Please copy out the part of the material that opens with the line containing "Target: oven rack bar" and runs through the last line, including both ends and keeping every line. In that part only, offset each coordinate in the answers by -28.

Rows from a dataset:
---------------

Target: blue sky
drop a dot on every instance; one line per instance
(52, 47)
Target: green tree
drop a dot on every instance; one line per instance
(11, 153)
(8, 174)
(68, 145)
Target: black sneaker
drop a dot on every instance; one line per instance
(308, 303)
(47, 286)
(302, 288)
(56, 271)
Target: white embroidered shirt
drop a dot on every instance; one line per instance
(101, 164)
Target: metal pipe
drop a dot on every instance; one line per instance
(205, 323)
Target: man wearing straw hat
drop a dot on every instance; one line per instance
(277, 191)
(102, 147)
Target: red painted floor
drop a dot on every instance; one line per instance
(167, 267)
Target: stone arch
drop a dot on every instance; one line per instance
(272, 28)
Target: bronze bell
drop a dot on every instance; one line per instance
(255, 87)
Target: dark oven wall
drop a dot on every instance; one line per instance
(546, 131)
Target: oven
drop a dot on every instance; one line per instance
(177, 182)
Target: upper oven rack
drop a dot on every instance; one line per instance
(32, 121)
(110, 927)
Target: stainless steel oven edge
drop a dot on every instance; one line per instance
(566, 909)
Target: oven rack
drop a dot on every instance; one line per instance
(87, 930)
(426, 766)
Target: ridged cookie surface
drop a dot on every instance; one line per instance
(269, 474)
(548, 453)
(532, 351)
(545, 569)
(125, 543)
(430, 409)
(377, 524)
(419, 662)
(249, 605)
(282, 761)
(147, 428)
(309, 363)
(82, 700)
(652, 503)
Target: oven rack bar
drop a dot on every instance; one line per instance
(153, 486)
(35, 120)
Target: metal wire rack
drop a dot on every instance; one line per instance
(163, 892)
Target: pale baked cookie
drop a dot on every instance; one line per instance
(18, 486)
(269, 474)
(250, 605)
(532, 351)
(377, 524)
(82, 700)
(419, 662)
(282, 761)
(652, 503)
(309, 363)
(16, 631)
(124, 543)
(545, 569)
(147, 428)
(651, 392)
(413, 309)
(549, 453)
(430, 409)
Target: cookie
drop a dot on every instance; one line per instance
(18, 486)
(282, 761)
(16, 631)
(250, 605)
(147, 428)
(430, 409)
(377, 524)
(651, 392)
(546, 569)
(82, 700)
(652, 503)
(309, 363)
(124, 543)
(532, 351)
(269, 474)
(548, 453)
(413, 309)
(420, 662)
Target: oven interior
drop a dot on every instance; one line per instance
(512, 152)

---------------

■ EXERCISE RESPONSE:
Target: oven rack bar
drop a dot on every instance; one line per instance
(125, 458)
(7, 92)
Target: metal wire rack
drop a dot on every instance; one line per instance
(135, 864)
Target: pale baked cookie
drop a dot on every instance; one line per instance
(-10, 458)
(241, 446)
(222, 577)
(504, 323)
(349, 496)
(54, 672)
(391, 634)
(254, 733)
(624, 475)
(281, 335)
(-12, 603)
(96, 515)
(517, 541)
(119, 400)
(623, 364)
(385, 281)
(521, 425)
(402, 381)
Target: cookie
drop a dot on every instance; one line per instance
(-10, 458)
(254, 733)
(-12, 603)
(222, 577)
(119, 400)
(402, 381)
(349, 496)
(623, 364)
(518, 541)
(54, 672)
(624, 475)
(281, 335)
(96, 515)
(504, 323)
(241, 446)
(520, 425)
(385, 281)
(392, 634)
Target: oven interior
drop a dot on every instance; one line per instance
(484, 124)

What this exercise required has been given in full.